◆ Brano proposto
Uganda. Una diversa gestione degli immigrati

Una ragionata politica di porte aperte verso gli immigrati è giusta a livello umanitario ma irrealizzabile sul piano pratico. Eppure un paese in via di sviluppo dimostra il contrario: l’Uganda

di Fulvio Beltrami

uganda

In questi ultimi mesi è di drammatica attualità la crisi migratoria in Europa. Iniziata dalle rotte classiche del Mediterraneo (Italia e Spagna) ora si sta sviluppando su nuove rotte come quella dei Balcani incontrando resistenza e repressione da governi di paesi indeboliti dalla crisi economica e avvelenati dal nazionalismo che sono terrorizzati dell’instabilità sociale che l’immigrazione potrebbe loro portare. Un calvario che riguarda anche l’Africa ma soprattutto profughi provenienti da una guerra civile di cui l’occidente ha forti responsabilità: quella combattuta in Siria.

Le destre europee inneggiano al pericolo di invasione mentre il popolo di sinistra si abbandona ad una politica di porte aperte giusta a livello umanitario ma irrealizzabile dicono molti. La capacità di ogni paese di assorbire gli immigrati dipende dal mantenimento dell’equilibrio tra pressione demografica e risorse del paese ospitante. La maggioranza dei paesi europei sono in crisi economica e le risorse sono ormai limitate. L’arrivo di migranti altera l’equilibrio aumentando la pressione demografica e danneggiando la società ospitante. Una situazione intollerabile che richiede la difesa delle frontiere e la lotta contro i flussi migratori.

Eppure questa teoria sembra essere smentita da un paese del terzo mondo che si appresta solo da un decennio a diventare un paese sviluppato: l’Uganda. Il paese africano, definito dai colonizzatori inglesi “la Perla dell’Africa” ha un'estensione simile a quella della Svizzera ma è ubicato nel crocevia tra il Corno d’Africa, l’Africa Orientale e l’Africa Centrale. In questo crocevia vari paesi sono in situazione di guerra civile o di instabilità permanente: Repubblica Centrafricana, Repubblica Democratica del Congo, Sud Sudan, Somalia, Burundi.

Questo spinge migliaia di persone ad immigrare in Uganda come profughi per fuggire dalle violenze o come migranti economici per trovare una vita migliore. L’Uganda ospita profughi provenienti dal Congo, dal Sud Sudan e dal Burundi. È meta privilegiata di migranti economici dalla Somalia dal Centrafrica, Eritrea, Etiopia ed accoglie vari stranieri in cerca di lavoro dei paesi membri della Comunità Economica dell’Africa Orientale (East Africa Comunity). Le migrazioni economiche arrivano a valicare i confini continentali. Forte l’immigrazione verso l’Uganda di indiani, pakistani e cinesi. Negli ultimi dieci anni si registra una nutrita migrazione economica dai paesi europei.

◆ Dati dell'esercizio

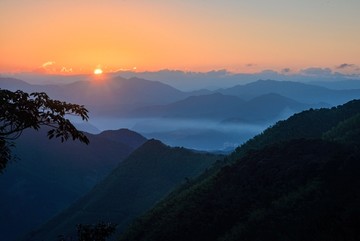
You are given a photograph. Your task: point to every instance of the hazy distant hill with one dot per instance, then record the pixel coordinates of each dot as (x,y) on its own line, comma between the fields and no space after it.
(219,107)
(299,180)
(109,97)
(305,93)
(140,181)
(49,175)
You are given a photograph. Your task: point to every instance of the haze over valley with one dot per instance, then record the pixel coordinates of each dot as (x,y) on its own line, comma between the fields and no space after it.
(179,120)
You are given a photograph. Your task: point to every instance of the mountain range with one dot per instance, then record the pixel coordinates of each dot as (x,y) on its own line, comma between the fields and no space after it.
(300,174)
(135,185)
(298,180)
(157,110)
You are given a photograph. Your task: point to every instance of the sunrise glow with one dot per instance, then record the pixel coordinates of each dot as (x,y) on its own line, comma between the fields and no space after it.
(241,36)
(98,71)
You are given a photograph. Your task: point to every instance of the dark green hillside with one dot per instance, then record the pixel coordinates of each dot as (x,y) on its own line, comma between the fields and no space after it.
(297,187)
(307,124)
(145,177)
(48,175)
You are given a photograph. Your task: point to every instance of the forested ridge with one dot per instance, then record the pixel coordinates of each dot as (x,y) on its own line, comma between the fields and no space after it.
(298,180)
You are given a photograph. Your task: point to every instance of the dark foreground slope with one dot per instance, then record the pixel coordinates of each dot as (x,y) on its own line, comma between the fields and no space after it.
(145,177)
(294,188)
(48,175)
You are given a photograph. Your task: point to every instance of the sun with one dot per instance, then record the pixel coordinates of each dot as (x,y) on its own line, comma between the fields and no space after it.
(98,71)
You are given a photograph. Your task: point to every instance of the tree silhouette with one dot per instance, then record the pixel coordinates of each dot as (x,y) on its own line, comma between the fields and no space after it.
(20,110)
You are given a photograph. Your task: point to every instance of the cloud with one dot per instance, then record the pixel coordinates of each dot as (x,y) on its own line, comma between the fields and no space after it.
(49,63)
(66,70)
(345,66)
(250,65)
(316,71)
(285,70)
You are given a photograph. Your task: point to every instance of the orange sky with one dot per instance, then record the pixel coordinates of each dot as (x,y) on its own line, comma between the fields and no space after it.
(78,36)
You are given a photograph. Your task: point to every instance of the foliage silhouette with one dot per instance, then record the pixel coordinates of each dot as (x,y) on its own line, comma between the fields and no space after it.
(20,110)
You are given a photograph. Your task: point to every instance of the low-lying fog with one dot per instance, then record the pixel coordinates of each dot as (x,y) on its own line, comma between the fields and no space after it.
(197,134)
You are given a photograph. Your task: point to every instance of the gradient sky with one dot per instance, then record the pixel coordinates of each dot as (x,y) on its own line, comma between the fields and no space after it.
(197,35)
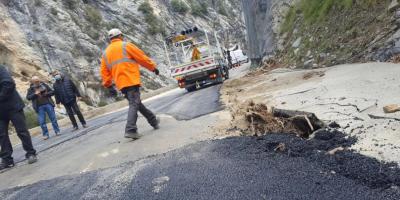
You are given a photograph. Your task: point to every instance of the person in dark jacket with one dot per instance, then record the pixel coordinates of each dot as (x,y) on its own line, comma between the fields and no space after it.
(11,109)
(40,94)
(66,93)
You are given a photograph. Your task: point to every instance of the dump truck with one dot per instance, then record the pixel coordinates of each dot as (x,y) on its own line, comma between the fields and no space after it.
(195,59)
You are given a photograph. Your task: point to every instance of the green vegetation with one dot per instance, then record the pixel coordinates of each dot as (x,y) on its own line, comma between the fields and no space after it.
(38,3)
(221,8)
(93,15)
(102,103)
(317,10)
(290,19)
(333,31)
(53,11)
(179,6)
(71,4)
(146,8)
(155,25)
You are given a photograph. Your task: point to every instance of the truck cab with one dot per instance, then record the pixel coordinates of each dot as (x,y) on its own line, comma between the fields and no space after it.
(195,60)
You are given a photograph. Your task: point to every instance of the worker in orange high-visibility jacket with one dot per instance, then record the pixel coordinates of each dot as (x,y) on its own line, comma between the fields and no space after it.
(120,65)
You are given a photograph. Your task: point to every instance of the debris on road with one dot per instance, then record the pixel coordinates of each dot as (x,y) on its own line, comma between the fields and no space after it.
(312,74)
(260,120)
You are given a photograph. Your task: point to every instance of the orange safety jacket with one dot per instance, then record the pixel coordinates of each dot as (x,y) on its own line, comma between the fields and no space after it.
(120,64)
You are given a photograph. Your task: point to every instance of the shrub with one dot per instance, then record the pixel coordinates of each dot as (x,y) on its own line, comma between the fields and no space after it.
(102,103)
(179,6)
(145,8)
(38,3)
(155,25)
(70,4)
(93,15)
(317,10)
(53,11)
(290,18)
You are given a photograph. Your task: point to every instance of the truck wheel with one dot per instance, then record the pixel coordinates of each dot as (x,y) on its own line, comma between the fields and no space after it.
(221,76)
(226,73)
(191,88)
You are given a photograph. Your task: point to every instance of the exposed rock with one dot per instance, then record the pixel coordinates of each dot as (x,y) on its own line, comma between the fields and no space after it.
(394,5)
(296,44)
(308,63)
(71,35)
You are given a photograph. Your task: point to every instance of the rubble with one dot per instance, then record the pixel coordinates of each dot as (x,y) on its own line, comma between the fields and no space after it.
(391,108)
(260,121)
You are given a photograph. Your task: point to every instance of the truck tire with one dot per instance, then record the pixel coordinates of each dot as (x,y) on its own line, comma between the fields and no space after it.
(191,88)
(221,76)
(226,73)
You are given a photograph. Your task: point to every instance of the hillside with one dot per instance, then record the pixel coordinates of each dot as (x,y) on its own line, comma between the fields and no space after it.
(40,36)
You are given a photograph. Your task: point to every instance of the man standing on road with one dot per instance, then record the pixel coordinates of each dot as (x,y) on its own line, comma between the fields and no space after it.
(66,93)
(11,109)
(120,64)
(40,94)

◆ Problemi da risolvere
A. Nel brano sull'Uganda, a quale paese viene paragonata l'Uganda per estensione?
B. Individua tutte le righe dei dati in cui compare la parola "road" e ricopiale.

◆ Risultati dell'esercizio
A. Alla Svizzera.

B.
You are given a photograph. Your task: point to every instance of the debris on road with one dot per instance, then record the pixel coordinates of each dot as (x,y) on its own line, comma between the fields and no space after it.
You are given a photograph. Your task: point to every instance of the man standing on road with one dot per instance, then record the pixel coordinates of each dot as (x,y) on its own line, comma between the fields and no space after it.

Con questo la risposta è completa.